# REQUIRED TASK
Rewrite the records from the line containing "Find the profile" down to the line containing "[(202, 206)]", with "set one dot" changed to "place a single dot" and everything else left the same.
** Start **
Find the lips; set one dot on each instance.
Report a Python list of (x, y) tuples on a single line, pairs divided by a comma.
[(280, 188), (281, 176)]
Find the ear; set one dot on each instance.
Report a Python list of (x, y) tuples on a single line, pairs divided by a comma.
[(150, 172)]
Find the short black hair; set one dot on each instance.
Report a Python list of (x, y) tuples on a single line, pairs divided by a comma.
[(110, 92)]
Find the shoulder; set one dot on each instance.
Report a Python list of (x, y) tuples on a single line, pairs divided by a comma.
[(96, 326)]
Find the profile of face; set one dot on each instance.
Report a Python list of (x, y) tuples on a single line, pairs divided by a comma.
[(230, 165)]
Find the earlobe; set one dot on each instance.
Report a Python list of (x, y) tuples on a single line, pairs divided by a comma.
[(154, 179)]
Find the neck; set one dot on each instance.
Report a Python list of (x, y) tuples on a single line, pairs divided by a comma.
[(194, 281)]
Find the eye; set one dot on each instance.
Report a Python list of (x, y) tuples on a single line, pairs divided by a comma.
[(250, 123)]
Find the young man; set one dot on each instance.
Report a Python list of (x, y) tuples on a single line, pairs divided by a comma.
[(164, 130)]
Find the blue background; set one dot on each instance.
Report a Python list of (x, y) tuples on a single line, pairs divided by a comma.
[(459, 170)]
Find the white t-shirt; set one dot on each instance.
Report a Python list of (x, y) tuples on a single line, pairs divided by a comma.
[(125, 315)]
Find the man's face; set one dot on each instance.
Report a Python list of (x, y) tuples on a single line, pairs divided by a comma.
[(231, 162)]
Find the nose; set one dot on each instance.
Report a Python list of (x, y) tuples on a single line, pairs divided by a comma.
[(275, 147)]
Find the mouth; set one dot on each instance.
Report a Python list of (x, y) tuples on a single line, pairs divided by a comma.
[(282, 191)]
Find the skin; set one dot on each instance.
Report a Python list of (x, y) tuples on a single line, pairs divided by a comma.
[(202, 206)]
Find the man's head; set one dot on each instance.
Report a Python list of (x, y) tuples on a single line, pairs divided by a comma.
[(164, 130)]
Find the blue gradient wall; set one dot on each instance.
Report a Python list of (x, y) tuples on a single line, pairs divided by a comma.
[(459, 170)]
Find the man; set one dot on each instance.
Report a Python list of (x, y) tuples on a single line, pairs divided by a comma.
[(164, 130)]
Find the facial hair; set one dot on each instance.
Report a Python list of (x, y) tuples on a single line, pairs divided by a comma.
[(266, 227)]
** End **
# EXERCISE SOLUTION
Find the profile of face; place a single dot on each instance.
Report a Python list of (x, y) tuples on a single line, pairs divided by a comma.
[(230, 165)]
Find the earlobe; place a single dot on each instance.
Report a Python list of (x, y) tuples on a single line, pairs divided by a comma.
[(154, 179)]
Find the neck; place a single dot on each instance.
Report a Python list of (x, y) tuples on a single line, pairs divided by a comma.
[(194, 281)]
Find the eye; place a single dot on each instance.
Report a Python list of (x, y) tuples on a single line, pairs divided by a comma.
[(250, 123)]
Find the young man; place a single dot on each instance.
Report a Python list of (x, y) tuples on a single line, pairs divided by a comma.
[(164, 130)]
Find the blue background; place a single dot on each instance.
Report a Python list of (x, y) tuples on a single line, pairs divided by a comma.
[(459, 170)]
Find the white t-shirt; place a single dot on each instance.
Report a Python list of (x, y) tuples on a single line, pairs divided by a comma.
[(125, 315)]
Find the man's face; place a single dot on each instance.
Report a Python list of (x, y) tuples on a single line, pairs divided by a comma.
[(231, 162)]
Find the nose; place a single dot on each instance.
Report a Python list of (x, y) tuples on a single line, pairs divided by a comma.
[(275, 147)]
Find the mouth; place a single dot on each instance.
Report a Python list of (x, y) tuples on a single line, pairs divided by a comma.
[(282, 191)]
Find the skin; place a single dot on each instance.
Report a Python list of (x, y) tuples on a single line, pairs divided by a comma.
[(202, 206)]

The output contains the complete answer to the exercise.